TEXT BLOCK
'''

RHONDA SMITH, PLAINTIFF,
v.
BOARD OF TRUSTEES, ILLINOIS COMMUNITY COLLEGE DISTRICT NO. 508, A/K/A CITY COLLEGES OF CHICAGO, CECILE REGNER, AND SYLVIA RAMOS, DEFENDANTS.



The opinion of the court was delivered by: Hon. Harry D. Leinenweber

MEMORANDUM OPINION AND ORDER

Before the Court is Defendants' Motion to Dismiss Plaintiff's Complaint under Federal Rule of Civil Procedure 12(b)(6). For the following reasons, the Motion is granted for both Counts I and II.

I. BACKGROUND

From July 2006 until March 2009, Plaintiff Rhonda Smith (the "Plaintiff") worked for City Colleges of Chicago ("City Colleges") as the Daley College Director of Financial Aid. In July 2008, she registered to take classes at Daley College, for which she obtained a loan from City Colleges. Plaintiff alleges that the school's financial aid advisor approved the loan. Daley College Vice President Cecile Regner ("Regner") met with Plaintiff after learning about the loan, and began an investigation as to whether the loan violated City Colleges' fiduciary duty and conflicts of interest ethics policies. Regner informed Daley College President Sylvia Ramos ("Ramos") of the matter, and on September 22, 2008, Ramos referred it to City Colleges' Ethics Office. After hearing Plaintiff's position on why the receipt of the loan did not violate City Colleges' ethics policies, the Ethics Office recommended that Daley College terminate Plaintiff from her position. It did so on March 5, 2009.

On March 16, 2009, Plaintiff filed a Charge of Discrimination with the Equal Employment Opportunity Commission (the "EEOC") and the Illinois Department of Human Rights (the "IDHR"), alleging that City Colleges violated Title VII of the Civil Rights Act of 1964 for firing her because she is African-American. On March 24, the EEOC closed its file on the charge, unable to find a Title VII violation. The dismissal informed Plaintiff of her right to sue City Colleges within ninety (90) days. Plaintiff claims that the EEOC "turned the case over to the [IDHR] for further investigation." Pl's Resp. Defs.' Mot. Dismiss 1. The IDHR dismissed her complaint for lack of evidence on December 18, 2009.

On March 17, 2010, Plaintiff filed the two-count Complaint currently before this Court against City Colleges as her employer and against Regner and Ramos in their individual supervisory capacities for race discrimination and retaliation in violation of Title VII. Defendants subsequently filed their Rule 12(b)(6) Motion to Dismiss.

'''

Excerpts from a pointing dataset
'''

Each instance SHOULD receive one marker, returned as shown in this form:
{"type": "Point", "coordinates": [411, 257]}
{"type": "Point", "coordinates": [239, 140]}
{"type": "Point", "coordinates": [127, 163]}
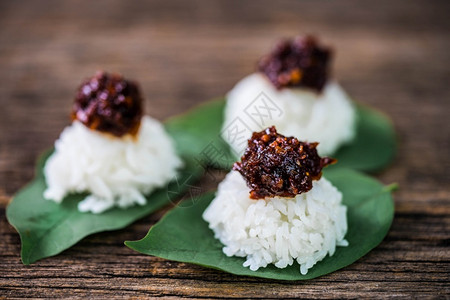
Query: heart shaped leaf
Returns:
{"type": "Point", "coordinates": [182, 235]}
{"type": "Point", "coordinates": [47, 228]}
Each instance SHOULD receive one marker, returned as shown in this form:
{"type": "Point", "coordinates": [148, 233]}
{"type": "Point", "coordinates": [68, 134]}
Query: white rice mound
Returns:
{"type": "Point", "coordinates": [327, 118]}
{"type": "Point", "coordinates": [116, 171]}
{"type": "Point", "coordinates": [278, 230]}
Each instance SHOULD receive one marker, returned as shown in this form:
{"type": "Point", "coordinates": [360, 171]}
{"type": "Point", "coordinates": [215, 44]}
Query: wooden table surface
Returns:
{"type": "Point", "coordinates": [393, 55]}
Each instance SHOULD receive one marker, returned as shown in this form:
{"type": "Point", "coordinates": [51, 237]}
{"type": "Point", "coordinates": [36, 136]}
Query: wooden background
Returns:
{"type": "Point", "coordinates": [393, 55]}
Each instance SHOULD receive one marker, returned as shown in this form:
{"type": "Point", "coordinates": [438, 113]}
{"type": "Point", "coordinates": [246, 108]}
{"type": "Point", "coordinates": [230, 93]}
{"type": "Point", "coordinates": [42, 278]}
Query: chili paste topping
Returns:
{"type": "Point", "coordinates": [276, 165]}
{"type": "Point", "coordinates": [110, 104]}
{"type": "Point", "coordinates": [297, 62]}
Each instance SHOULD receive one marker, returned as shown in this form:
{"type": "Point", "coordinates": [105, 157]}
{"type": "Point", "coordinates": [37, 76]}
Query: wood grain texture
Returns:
{"type": "Point", "coordinates": [392, 55]}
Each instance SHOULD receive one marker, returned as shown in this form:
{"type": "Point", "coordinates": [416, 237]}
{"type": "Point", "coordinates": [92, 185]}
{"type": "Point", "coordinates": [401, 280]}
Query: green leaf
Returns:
{"type": "Point", "coordinates": [182, 235]}
{"type": "Point", "coordinates": [197, 133]}
{"type": "Point", "coordinates": [47, 228]}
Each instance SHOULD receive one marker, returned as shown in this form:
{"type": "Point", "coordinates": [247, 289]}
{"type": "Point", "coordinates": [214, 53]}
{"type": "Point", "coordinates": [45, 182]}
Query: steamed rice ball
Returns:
{"type": "Point", "coordinates": [275, 208]}
{"type": "Point", "coordinates": [110, 150]}
{"type": "Point", "coordinates": [292, 91]}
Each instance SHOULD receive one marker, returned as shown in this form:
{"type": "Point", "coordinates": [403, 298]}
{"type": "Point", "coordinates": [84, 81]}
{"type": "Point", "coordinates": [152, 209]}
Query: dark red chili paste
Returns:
{"type": "Point", "coordinates": [275, 165]}
{"type": "Point", "coordinates": [297, 62]}
{"type": "Point", "coordinates": [109, 103]}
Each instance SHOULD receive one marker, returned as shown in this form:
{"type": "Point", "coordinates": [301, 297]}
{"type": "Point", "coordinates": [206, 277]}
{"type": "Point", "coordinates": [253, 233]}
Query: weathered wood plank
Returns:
{"type": "Point", "coordinates": [391, 55]}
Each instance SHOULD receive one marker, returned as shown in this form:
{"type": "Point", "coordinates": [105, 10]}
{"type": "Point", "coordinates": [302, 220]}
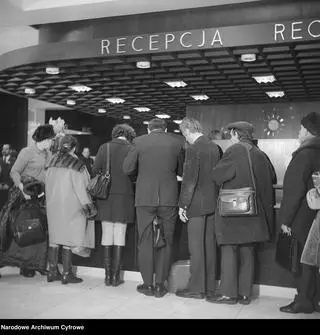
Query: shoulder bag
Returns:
{"type": "Point", "coordinates": [239, 201]}
{"type": "Point", "coordinates": [99, 186]}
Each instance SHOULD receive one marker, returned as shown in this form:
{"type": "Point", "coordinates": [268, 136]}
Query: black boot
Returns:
{"type": "Point", "coordinates": [68, 276]}
{"type": "Point", "coordinates": [108, 264]}
{"type": "Point", "coordinates": [53, 273]}
{"type": "Point", "coordinates": [117, 253]}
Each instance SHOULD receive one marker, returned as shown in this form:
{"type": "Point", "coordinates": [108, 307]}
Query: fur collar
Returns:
{"type": "Point", "coordinates": [66, 161]}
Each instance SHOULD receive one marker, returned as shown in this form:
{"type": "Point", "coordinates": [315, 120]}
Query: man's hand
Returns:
{"type": "Point", "coordinates": [286, 229]}
{"type": "Point", "coordinates": [183, 215]}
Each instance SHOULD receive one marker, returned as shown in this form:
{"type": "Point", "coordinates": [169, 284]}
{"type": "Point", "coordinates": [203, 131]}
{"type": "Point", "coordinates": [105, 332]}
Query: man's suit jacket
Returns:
{"type": "Point", "coordinates": [157, 158]}
{"type": "Point", "coordinates": [198, 190]}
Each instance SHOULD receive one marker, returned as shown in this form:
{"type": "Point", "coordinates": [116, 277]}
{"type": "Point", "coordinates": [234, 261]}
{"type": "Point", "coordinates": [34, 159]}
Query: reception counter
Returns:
{"type": "Point", "coordinates": [267, 272]}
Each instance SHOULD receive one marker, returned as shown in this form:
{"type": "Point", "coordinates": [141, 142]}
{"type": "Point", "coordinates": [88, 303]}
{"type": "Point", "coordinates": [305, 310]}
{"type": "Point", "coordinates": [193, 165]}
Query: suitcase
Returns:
{"type": "Point", "coordinates": [179, 276]}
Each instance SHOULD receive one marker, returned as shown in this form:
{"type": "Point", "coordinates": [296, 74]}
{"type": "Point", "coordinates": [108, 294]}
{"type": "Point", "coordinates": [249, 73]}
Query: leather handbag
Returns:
{"type": "Point", "coordinates": [287, 252]}
{"type": "Point", "coordinates": [99, 186]}
{"type": "Point", "coordinates": [239, 201]}
{"type": "Point", "coordinates": [30, 225]}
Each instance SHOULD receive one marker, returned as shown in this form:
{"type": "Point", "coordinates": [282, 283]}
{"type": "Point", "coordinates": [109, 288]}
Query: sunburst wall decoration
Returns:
{"type": "Point", "coordinates": [274, 123]}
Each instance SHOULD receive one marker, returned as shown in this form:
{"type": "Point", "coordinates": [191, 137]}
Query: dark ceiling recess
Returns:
{"type": "Point", "coordinates": [218, 73]}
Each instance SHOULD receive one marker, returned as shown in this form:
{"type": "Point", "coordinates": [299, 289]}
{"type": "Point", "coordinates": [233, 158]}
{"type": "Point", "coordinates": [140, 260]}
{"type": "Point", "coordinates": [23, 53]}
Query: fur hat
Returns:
{"type": "Point", "coordinates": [43, 133]}
{"type": "Point", "coordinates": [312, 123]}
{"type": "Point", "coordinates": [241, 125]}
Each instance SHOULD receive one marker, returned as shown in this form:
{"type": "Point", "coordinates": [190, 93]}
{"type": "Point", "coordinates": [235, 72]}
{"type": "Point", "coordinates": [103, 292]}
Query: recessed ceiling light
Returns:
{"type": "Point", "coordinates": [52, 70]}
{"type": "Point", "coordinates": [275, 94]}
{"type": "Point", "coordinates": [143, 65]}
{"type": "Point", "coordinates": [142, 109]}
{"type": "Point", "coordinates": [71, 102]}
{"type": "Point", "coordinates": [176, 83]}
{"type": "Point", "coordinates": [28, 90]}
{"type": "Point", "coordinates": [264, 79]}
{"type": "Point", "coordinates": [115, 100]}
{"type": "Point", "coordinates": [80, 88]}
{"type": "Point", "coordinates": [200, 97]}
{"type": "Point", "coordinates": [163, 116]}
{"type": "Point", "coordinates": [248, 57]}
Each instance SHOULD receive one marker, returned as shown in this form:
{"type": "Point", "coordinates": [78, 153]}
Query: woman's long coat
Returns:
{"type": "Point", "coordinates": [66, 197]}
{"type": "Point", "coordinates": [232, 172]}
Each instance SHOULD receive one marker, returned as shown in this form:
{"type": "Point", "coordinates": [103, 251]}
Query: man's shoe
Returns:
{"type": "Point", "coordinates": [146, 289]}
{"type": "Point", "coordinates": [244, 300]}
{"type": "Point", "coordinates": [222, 299]}
{"type": "Point", "coordinates": [296, 307]}
{"type": "Point", "coordinates": [160, 291]}
{"type": "Point", "coordinates": [188, 294]}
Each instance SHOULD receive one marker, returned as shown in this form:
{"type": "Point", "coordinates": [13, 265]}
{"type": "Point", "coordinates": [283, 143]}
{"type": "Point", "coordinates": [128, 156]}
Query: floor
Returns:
{"type": "Point", "coordinates": [34, 298]}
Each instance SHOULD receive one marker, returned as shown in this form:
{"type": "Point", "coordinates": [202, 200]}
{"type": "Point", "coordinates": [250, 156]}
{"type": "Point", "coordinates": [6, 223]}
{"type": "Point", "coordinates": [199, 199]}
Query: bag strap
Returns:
{"type": "Point", "coordinates": [108, 159]}
{"type": "Point", "coordinates": [250, 165]}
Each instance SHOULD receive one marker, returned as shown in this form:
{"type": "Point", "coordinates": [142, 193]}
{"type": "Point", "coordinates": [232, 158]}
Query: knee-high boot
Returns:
{"type": "Point", "coordinates": [53, 273]}
{"type": "Point", "coordinates": [68, 276]}
{"type": "Point", "coordinates": [108, 264]}
{"type": "Point", "coordinates": [117, 253]}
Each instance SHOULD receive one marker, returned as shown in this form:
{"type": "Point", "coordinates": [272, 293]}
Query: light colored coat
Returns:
{"type": "Point", "coordinates": [66, 196]}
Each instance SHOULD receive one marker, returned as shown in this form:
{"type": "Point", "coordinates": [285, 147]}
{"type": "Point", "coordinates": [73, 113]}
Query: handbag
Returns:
{"type": "Point", "coordinates": [159, 240]}
{"type": "Point", "coordinates": [30, 225]}
{"type": "Point", "coordinates": [99, 186]}
{"type": "Point", "coordinates": [287, 252]}
{"type": "Point", "coordinates": [239, 201]}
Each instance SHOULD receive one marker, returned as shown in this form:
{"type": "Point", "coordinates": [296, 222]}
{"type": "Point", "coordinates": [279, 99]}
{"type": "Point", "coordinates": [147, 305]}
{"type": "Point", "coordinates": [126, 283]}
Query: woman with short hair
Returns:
{"type": "Point", "coordinates": [118, 209]}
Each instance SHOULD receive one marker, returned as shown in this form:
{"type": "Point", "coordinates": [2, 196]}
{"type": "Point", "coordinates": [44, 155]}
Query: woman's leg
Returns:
{"type": "Point", "coordinates": [68, 276]}
{"type": "Point", "coordinates": [107, 242]}
{"type": "Point", "coordinates": [119, 239]}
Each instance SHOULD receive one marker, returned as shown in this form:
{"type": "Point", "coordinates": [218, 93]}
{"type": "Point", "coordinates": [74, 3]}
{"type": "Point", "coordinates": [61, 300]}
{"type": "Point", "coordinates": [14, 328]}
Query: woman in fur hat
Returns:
{"type": "Point", "coordinates": [68, 207]}
{"type": "Point", "coordinates": [30, 163]}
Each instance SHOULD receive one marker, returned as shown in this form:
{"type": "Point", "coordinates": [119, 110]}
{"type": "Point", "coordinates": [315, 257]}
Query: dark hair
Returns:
{"type": "Point", "coordinates": [191, 124]}
{"type": "Point", "coordinates": [68, 142]}
{"type": "Point", "coordinates": [244, 135]}
{"type": "Point", "coordinates": [123, 130]}
{"type": "Point", "coordinates": [157, 124]}
{"type": "Point", "coordinates": [43, 132]}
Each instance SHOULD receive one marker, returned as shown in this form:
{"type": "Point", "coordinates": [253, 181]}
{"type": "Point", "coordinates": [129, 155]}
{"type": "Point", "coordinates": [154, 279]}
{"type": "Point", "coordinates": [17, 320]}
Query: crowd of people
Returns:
{"type": "Point", "coordinates": [144, 188]}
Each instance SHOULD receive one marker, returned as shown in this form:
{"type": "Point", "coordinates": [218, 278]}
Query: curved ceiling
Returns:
{"type": "Point", "coordinates": [218, 73]}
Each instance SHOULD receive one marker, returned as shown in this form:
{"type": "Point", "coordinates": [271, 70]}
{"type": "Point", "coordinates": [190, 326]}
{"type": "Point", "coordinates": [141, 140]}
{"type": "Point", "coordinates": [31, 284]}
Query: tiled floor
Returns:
{"type": "Point", "coordinates": [34, 298]}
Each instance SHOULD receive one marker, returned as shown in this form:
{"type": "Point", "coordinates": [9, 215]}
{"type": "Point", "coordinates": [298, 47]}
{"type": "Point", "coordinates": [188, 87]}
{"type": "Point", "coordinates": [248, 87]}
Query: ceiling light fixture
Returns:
{"type": "Point", "coordinates": [176, 83]}
{"type": "Point", "coordinates": [275, 94]}
{"type": "Point", "coordinates": [28, 90]}
{"type": "Point", "coordinates": [71, 102]}
{"type": "Point", "coordinates": [143, 65]}
{"type": "Point", "coordinates": [52, 70]}
{"type": "Point", "coordinates": [264, 79]}
{"type": "Point", "coordinates": [142, 109]}
{"type": "Point", "coordinates": [163, 116]}
{"type": "Point", "coordinates": [80, 88]}
{"type": "Point", "coordinates": [116, 100]}
{"type": "Point", "coordinates": [200, 97]}
{"type": "Point", "coordinates": [248, 57]}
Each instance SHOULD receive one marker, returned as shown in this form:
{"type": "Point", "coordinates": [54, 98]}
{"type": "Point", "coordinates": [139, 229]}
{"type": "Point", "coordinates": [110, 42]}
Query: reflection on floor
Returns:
{"type": "Point", "coordinates": [34, 298]}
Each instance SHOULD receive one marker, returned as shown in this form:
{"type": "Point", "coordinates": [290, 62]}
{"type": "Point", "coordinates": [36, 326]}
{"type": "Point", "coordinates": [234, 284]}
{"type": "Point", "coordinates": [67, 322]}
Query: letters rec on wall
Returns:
{"type": "Point", "coordinates": [266, 33]}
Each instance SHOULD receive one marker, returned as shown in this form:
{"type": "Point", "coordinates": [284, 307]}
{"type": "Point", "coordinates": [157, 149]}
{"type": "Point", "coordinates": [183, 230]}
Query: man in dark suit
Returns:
{"type": "Point", "coordinates": [157, 158]}
{"type": "Point", "coordinates": [296, 217]}
{"type": "Point", "coordinates": [197, 205]}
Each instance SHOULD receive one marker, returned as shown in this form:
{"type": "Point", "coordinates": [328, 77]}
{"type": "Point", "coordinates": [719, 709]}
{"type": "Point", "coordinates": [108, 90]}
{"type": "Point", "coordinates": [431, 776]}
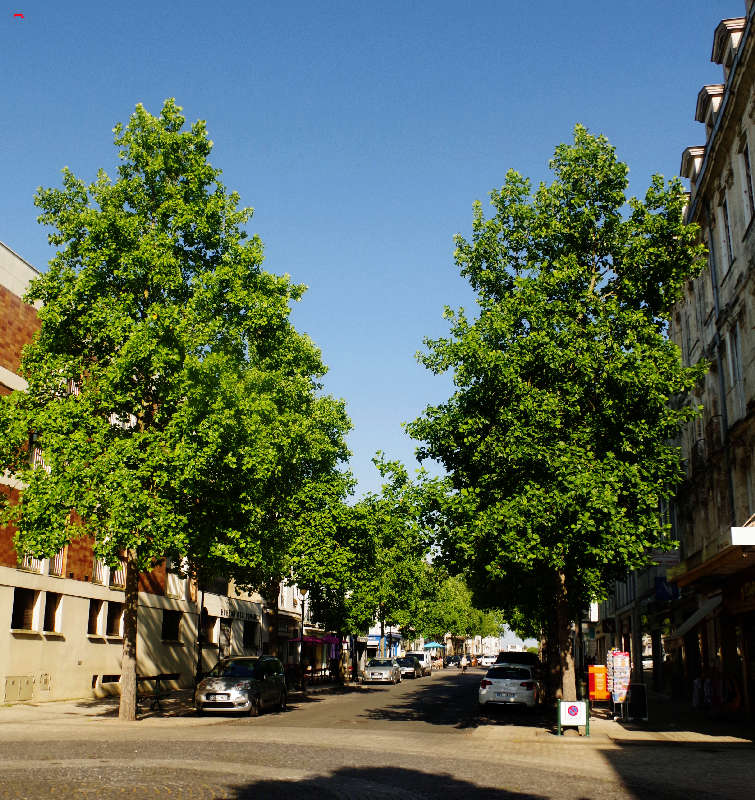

'''

COMPLETE THE FOLLOWING
(1) According to the court opinion, on what date did Daley College terminate Rhonda Smith?
(2) Please carry on the court opinion, starting right after its last sentence.

SOLVED TASKS
(1) March 5, 2009.

(2)
II. LEGAL STANDARD

In order to survive a Rule 12(b)(6) Motion to Dismiss, a complaint must "include sufficient facts to state a claim for relief that is plausible on its face." Justice v. Town of Cicero, 577 F.3d 768, 771 (7th Cir. 2009). A pleading must set forth "a short and plain statement of the grounds for the court's jurisdiction," "a short and plain statement of the claim showing that the pleader is entitled to relief," and "a demand for relief sought." FED. R. CIV. P. 8(a). The Court accepts as true all well-pleaded facts alleged in the Complaint and draws all reasonable inferences in a light favorable to the Plaintiff. Bell Atl. Corp. v. Twombly, 550 U.S. 544, 556 (2007).

Although a Complaint does not need detailed factual allegations, it must provide the grounds of the claimant's entitlement to relief, contain more than labels, conclusions, or formulaic recitations of the elements of a cause of action, and allege enough to raise a right to relief above the speculative level. Id. at 555. Legal conclusions can provide a complaint's framework, but unless well-pleaded factual allegations move the claims from conceivable to plausible, they are insufficient to state a claim. Ashcroft v. Iqbal, 129 S.Ct. 1937, 1950--51 (2009).

III. ANALYSIS

A. Claims Against Defendants Regner and Ramos

As an initial matter, Plaintiff has brought race discrimination and retaliation claims against Defendants Regner and Ramos in their individual capacities as officials at Daley College. Title VII, however, imposes liability on employers, not individual liability on supervisory employees. Glebocki v. City of Chicago, No. 01-CV-1243, 2002 WL 448419, at *4 (7th Cir. Mar. 19, 2002). These provisions are designed to impose respondeat superior liability on an employer for the acts of its agents and not liability on individuals. Williams v. Banning, 72 F.3d 552, 554 (7th Cir. 1995). Under Title VII, an "employer" is "a person engaged in an industry affecting commerce who has 15 or more employees... and any agent of such person." 42 U.S.C. § 2000e(b)(2006). Plaintiff does not allege that Regner or Ramos qualify as employers under Title VII. Therefore, both Regner and Ramos are dismissed with prejudice as parties to Counts I and II.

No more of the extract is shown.